*STORED RECORDS*:

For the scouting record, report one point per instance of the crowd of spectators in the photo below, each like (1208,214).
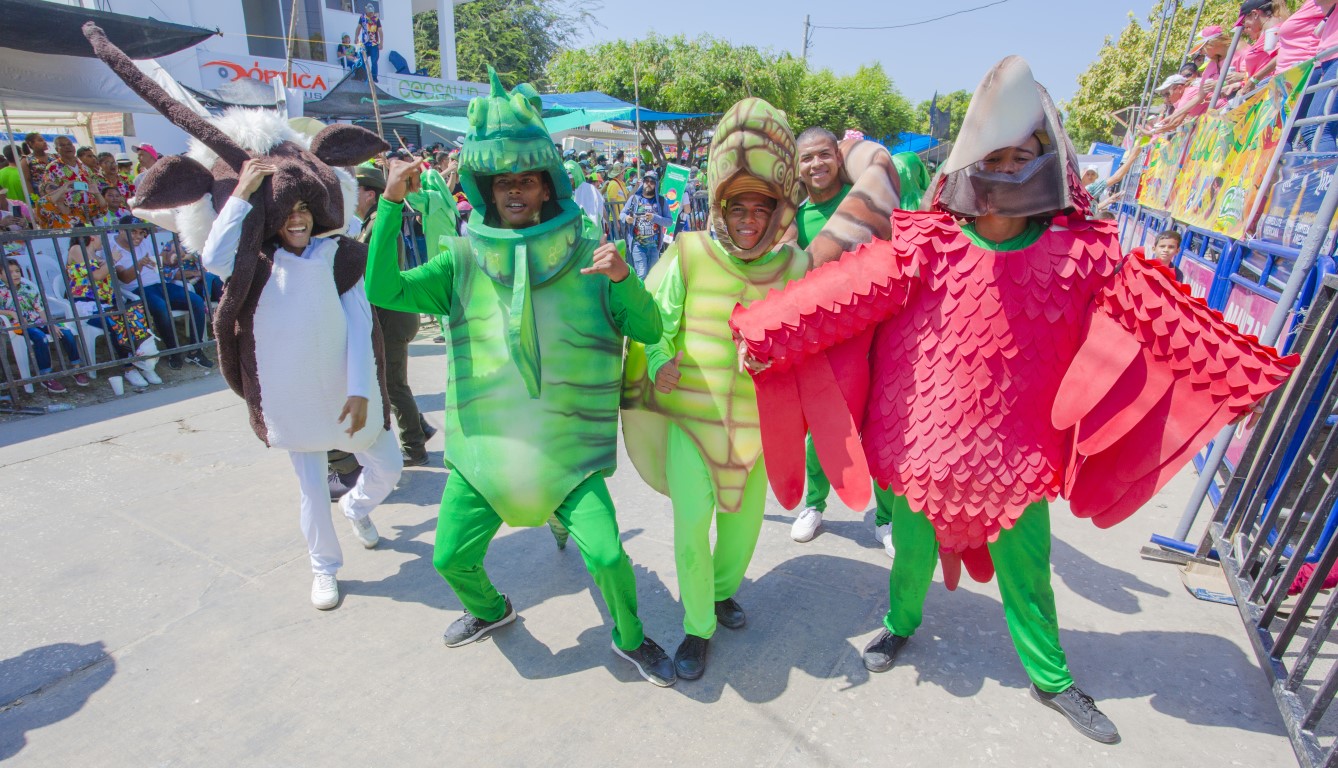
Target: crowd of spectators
(1273,39)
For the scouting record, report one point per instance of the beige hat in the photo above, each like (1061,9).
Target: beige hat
(1004,113)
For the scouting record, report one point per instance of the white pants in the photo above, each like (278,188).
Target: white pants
(381,467)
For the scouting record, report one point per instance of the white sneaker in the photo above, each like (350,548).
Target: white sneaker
(885,537)
(806,525)
(365,531)
(324,592)
(147,371)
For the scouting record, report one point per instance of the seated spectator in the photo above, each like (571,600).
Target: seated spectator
(68,193)
(126,325)
(14,216)
(133,256)
(19,299)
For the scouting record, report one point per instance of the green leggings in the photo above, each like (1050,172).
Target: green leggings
(819,489)
(466,527)
(705,576)
(1022,567)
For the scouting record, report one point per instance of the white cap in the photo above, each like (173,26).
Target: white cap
(1170,83)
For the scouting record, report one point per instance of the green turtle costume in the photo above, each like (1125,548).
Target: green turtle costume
(535,359)
(700,443)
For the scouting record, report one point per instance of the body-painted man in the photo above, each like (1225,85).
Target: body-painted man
(1017,356)
(535,317)
(689,412)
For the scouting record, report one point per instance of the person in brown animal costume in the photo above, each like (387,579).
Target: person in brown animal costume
(296,335)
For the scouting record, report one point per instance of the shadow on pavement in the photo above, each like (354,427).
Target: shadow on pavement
(46,685)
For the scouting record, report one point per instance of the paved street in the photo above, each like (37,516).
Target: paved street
(155,613)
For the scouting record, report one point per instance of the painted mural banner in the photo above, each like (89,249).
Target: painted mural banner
(1228,153)
(1162,167)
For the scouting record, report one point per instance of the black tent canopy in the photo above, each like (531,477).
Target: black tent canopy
(42,27)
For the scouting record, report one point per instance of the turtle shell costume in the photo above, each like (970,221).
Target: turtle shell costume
(535,360)
(701,443)
(1001,373)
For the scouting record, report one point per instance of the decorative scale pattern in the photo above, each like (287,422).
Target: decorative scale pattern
(1000,379)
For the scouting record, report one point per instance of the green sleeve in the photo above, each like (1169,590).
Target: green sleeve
(671,297)
(633,309)
(426,289)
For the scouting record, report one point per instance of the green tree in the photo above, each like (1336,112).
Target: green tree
(515,36)
(954,102)
(1116,79)
(866,102)
(709,75)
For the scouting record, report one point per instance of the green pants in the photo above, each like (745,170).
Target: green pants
(1022,569)
(705,576)
(466,527)
(819,489)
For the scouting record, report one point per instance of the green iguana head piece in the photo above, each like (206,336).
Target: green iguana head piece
(753,139)
(507,137)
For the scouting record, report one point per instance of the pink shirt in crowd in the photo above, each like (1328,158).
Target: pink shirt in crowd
(1297,40)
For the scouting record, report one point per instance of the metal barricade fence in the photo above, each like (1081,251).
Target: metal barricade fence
(1275,519)
(47,257)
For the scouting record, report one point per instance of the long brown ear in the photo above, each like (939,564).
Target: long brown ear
(341,145)
(174,181)
(158,99)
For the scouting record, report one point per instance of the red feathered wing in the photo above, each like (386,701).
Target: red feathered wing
(1156,376)
(815,333)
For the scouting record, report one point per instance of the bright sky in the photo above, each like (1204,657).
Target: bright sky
(1060,38)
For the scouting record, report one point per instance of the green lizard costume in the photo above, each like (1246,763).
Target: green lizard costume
(535,356)
(700,443)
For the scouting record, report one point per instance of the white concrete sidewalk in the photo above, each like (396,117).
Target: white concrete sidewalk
(155,613)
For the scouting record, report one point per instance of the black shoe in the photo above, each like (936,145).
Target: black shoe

*STATED TASK*: Copy the listing word for word, from the line containing "each like (396,117)." through the end of the listing, including both ends.

*WRITTEN SOLUTION*:
For the scouting record, report one point per instance of the white concrete sidewalk in the photo above, each like (396,117).
Target: white concrete sidewalk
(155,613)
For the scouting record, report one point per instance of the black shoe in the photo above, each like (936,145).
Target: black shoe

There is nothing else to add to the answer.